Transcribe exactly, and only, the lines from the one containing "Objective — for the blue arrow" through the last line of the data.
== Input material
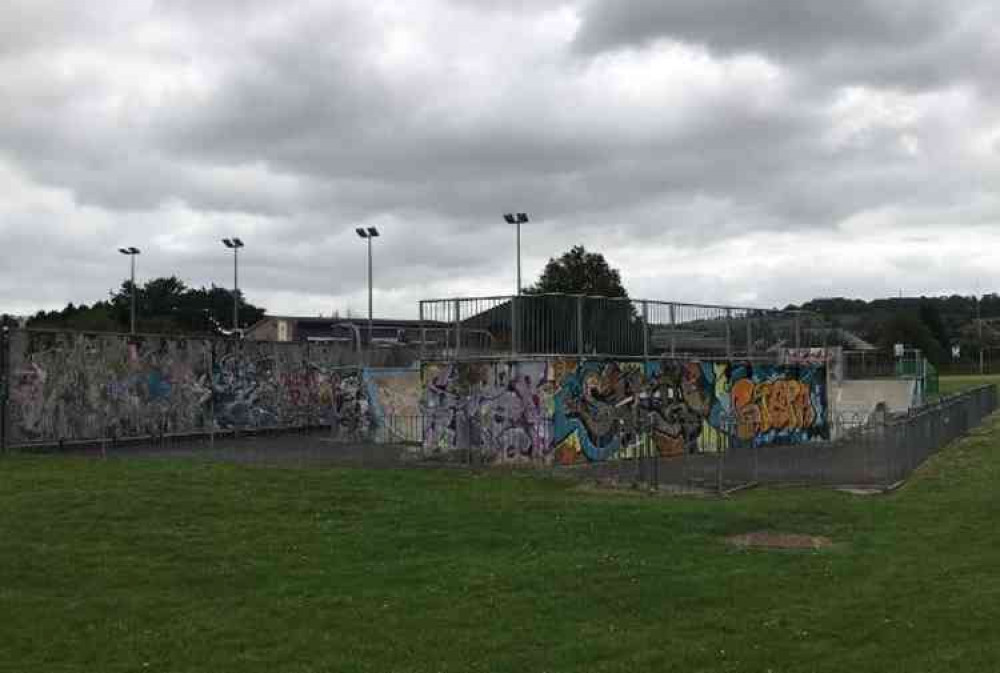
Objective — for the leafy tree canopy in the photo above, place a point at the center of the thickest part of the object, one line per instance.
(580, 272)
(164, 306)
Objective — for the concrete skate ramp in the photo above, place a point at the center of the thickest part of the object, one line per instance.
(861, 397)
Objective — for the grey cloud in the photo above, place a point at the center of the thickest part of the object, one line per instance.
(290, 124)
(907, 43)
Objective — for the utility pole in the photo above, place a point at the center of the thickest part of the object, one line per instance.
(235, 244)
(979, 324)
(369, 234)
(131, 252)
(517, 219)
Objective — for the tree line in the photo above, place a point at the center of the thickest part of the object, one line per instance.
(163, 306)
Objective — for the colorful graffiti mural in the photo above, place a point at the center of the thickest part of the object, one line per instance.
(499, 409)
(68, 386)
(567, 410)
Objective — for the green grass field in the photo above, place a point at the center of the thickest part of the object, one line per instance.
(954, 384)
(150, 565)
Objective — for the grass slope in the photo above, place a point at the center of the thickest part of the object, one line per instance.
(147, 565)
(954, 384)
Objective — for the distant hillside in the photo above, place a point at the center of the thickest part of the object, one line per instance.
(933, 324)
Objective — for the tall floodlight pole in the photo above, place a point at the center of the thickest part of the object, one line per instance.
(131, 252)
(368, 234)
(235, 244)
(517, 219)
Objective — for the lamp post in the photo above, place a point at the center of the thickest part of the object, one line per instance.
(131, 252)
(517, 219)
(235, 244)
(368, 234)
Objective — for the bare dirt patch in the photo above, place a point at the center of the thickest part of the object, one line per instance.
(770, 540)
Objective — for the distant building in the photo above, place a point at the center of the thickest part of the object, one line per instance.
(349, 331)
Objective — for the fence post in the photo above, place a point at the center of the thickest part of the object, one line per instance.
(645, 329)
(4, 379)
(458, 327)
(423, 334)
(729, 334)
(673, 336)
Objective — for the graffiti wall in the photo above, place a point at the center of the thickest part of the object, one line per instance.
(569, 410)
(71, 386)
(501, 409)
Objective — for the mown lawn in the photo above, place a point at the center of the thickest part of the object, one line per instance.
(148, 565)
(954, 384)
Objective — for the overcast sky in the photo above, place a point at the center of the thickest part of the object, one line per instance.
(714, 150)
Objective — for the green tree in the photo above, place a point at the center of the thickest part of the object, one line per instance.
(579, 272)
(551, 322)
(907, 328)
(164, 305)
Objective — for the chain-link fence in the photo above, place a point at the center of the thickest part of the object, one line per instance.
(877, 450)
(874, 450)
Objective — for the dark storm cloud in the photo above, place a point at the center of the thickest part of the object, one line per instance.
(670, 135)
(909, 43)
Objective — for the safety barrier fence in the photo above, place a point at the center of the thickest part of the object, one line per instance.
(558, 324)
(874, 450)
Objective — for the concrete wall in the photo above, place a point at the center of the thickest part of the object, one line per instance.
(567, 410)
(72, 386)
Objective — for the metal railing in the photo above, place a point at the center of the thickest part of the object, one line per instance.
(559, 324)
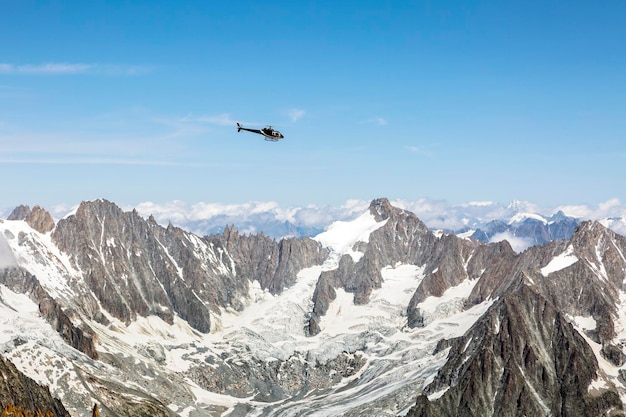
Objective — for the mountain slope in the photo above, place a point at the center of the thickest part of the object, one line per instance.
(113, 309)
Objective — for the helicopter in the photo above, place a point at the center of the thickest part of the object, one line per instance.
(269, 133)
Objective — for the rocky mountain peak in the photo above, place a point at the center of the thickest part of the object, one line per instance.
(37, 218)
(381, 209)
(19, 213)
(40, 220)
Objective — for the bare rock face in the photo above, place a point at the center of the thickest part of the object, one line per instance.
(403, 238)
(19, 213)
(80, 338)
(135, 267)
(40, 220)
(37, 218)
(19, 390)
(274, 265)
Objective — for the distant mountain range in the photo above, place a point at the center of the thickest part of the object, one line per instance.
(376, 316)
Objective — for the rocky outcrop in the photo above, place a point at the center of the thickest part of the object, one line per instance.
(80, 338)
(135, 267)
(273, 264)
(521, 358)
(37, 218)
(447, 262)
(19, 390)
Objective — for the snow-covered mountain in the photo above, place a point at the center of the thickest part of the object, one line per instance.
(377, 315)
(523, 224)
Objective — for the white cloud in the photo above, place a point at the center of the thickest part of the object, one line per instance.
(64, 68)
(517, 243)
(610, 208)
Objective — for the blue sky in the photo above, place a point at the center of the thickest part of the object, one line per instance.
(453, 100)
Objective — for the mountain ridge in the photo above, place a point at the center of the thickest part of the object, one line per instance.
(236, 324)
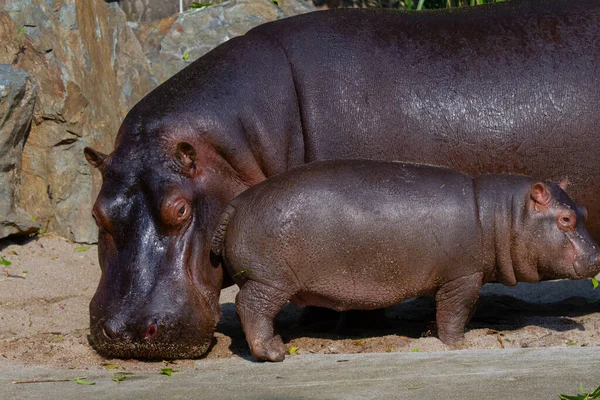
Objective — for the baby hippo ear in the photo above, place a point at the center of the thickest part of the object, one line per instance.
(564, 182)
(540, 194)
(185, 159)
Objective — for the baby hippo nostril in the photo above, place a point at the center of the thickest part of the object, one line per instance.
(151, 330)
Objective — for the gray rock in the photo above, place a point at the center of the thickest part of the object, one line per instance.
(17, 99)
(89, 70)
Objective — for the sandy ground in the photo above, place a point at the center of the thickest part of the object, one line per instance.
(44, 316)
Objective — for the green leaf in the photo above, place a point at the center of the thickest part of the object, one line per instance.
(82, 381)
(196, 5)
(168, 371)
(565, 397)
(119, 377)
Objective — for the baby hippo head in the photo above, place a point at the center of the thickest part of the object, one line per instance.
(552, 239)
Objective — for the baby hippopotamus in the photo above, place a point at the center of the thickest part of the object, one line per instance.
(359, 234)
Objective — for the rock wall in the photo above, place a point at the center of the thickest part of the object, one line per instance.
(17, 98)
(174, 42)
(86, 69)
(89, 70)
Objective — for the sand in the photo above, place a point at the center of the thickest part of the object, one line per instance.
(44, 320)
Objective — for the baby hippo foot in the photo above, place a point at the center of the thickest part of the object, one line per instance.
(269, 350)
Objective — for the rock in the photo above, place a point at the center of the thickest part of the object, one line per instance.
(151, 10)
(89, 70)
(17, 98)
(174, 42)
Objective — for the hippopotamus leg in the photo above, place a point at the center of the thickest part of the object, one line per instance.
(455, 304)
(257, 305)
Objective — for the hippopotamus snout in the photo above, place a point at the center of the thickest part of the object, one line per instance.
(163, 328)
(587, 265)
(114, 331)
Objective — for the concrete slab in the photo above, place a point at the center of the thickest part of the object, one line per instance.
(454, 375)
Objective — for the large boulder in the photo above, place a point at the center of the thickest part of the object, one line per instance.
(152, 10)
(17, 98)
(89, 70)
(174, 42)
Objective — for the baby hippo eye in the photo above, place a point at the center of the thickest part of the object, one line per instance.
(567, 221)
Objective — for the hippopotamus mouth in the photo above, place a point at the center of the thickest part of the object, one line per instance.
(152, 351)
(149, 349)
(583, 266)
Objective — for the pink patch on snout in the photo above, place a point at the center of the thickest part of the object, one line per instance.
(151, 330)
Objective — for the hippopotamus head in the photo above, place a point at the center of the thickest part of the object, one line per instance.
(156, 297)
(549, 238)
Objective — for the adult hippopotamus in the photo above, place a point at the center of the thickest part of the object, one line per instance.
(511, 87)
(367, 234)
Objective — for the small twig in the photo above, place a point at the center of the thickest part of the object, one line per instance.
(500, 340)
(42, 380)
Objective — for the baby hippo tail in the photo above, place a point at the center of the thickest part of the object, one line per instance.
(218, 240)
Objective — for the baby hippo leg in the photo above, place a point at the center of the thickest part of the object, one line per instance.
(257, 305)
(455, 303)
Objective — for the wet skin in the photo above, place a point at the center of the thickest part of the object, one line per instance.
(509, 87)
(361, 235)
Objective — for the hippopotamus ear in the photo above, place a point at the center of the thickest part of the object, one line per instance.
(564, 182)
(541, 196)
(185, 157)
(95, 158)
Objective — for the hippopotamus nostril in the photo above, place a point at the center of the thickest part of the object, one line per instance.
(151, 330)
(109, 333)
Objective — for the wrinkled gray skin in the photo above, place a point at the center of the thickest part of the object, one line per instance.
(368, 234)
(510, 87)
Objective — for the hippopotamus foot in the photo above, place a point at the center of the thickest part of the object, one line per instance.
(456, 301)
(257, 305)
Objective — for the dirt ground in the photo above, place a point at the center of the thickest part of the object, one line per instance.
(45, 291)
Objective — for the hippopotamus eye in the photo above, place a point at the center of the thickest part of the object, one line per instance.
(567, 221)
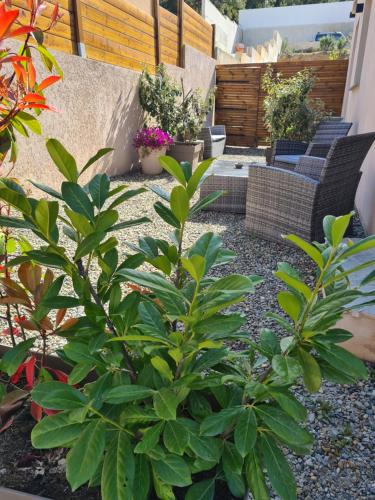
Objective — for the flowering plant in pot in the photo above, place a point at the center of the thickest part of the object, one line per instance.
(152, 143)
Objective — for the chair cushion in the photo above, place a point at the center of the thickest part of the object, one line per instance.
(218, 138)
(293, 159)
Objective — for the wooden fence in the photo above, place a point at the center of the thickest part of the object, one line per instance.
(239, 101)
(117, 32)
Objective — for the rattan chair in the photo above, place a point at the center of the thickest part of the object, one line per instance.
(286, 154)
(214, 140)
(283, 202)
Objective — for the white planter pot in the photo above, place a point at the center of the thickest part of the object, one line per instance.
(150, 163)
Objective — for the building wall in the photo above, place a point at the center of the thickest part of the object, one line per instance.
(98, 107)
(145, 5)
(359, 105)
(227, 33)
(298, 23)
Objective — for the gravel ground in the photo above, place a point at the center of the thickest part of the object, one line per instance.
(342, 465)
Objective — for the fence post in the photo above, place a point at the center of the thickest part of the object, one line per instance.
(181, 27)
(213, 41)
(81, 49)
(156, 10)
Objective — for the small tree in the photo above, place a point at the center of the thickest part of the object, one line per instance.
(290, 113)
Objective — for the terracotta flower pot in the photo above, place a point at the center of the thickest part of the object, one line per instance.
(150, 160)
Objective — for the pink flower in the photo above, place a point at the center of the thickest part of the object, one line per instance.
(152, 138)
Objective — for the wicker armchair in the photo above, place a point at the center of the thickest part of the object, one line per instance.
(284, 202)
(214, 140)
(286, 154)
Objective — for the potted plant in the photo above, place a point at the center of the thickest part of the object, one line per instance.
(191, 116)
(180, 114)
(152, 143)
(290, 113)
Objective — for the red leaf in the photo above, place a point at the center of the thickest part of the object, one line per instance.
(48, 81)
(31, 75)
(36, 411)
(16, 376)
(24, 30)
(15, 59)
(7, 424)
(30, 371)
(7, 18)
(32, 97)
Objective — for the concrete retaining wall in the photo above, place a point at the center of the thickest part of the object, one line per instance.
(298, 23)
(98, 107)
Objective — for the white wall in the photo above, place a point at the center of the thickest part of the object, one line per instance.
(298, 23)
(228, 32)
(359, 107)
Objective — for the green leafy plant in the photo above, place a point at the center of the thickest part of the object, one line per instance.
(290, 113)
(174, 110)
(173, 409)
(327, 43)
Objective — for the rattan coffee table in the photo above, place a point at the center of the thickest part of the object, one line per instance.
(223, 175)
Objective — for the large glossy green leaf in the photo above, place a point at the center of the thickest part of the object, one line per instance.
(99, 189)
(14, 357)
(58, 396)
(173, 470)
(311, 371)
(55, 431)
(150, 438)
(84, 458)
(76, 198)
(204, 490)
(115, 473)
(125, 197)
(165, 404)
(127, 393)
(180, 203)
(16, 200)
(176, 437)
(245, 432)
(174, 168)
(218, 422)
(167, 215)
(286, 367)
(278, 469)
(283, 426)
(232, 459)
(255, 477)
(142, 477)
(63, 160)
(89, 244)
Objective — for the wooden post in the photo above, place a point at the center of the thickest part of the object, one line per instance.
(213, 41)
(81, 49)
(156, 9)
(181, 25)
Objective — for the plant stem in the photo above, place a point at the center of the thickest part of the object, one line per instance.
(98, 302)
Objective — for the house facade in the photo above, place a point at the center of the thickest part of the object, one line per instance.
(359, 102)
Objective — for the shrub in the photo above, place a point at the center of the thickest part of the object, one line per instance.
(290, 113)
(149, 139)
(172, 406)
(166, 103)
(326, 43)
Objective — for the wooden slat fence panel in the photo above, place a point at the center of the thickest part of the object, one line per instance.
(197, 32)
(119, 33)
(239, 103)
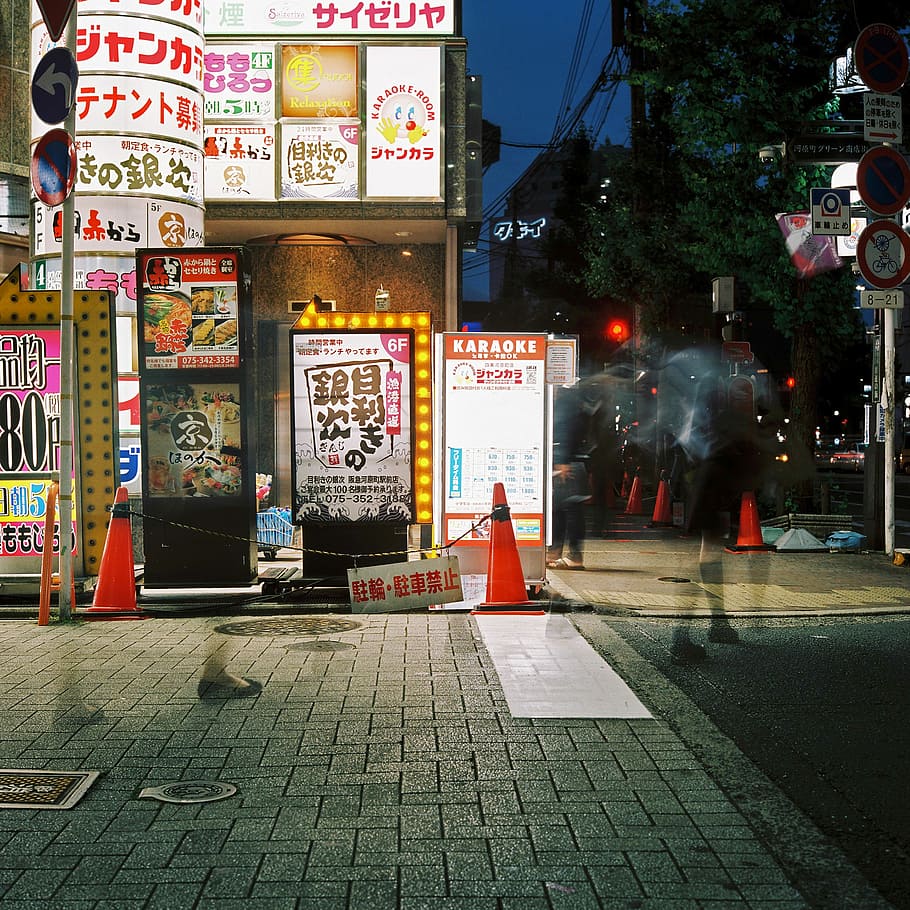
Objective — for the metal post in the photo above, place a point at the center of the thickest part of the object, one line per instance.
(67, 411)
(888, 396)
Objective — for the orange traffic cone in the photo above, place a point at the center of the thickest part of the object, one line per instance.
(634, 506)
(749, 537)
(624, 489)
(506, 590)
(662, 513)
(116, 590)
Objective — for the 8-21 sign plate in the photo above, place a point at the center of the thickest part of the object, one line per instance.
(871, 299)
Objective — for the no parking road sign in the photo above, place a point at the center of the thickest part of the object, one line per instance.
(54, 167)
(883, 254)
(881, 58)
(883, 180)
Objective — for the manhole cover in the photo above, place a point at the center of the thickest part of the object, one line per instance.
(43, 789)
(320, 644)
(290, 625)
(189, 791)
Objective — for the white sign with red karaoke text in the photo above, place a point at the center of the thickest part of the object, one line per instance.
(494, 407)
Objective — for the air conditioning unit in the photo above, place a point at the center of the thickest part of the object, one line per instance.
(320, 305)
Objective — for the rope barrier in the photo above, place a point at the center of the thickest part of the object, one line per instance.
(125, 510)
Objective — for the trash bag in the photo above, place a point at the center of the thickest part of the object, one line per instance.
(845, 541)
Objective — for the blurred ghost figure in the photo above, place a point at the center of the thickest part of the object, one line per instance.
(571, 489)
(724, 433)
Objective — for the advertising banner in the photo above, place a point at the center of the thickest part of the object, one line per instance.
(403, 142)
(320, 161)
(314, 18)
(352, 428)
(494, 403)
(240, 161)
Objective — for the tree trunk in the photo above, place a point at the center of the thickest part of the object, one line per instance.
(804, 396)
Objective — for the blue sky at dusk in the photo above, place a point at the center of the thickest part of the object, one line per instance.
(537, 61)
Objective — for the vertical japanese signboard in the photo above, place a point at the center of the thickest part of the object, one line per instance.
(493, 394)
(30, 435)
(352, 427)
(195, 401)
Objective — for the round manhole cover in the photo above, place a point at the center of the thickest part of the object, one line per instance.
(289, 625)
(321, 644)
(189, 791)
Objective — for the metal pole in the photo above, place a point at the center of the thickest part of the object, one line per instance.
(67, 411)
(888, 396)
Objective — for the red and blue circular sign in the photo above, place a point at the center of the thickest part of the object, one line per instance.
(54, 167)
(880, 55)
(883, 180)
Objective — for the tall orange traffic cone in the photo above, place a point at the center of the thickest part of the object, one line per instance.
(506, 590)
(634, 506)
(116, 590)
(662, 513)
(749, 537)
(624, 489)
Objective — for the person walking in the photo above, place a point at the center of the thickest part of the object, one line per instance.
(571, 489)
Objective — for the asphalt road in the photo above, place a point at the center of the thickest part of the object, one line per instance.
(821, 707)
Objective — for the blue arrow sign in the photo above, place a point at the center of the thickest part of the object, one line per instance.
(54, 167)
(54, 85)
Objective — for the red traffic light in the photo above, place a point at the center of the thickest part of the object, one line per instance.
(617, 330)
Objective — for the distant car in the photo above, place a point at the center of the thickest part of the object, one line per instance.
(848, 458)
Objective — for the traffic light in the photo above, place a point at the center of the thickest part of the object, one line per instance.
====
Expected answer ▸
Objective — for the blue arrow sign in the photo above, place a point at the center of the thickest part of the object, one line per instance.
(54, 167)
(54, 85)
Objective — for the red traffic light in the photo above, place a point at the center of the thickest part of the object, one line per instance.
(617, 330)
Objective — for the distant car in the photo above, place a point at the center of the thickest part of the object, one line per instance.
(848, 458)
Objective — for the traffic light in the photo above, place a point at the center of the thickest part of the object, one line per instance.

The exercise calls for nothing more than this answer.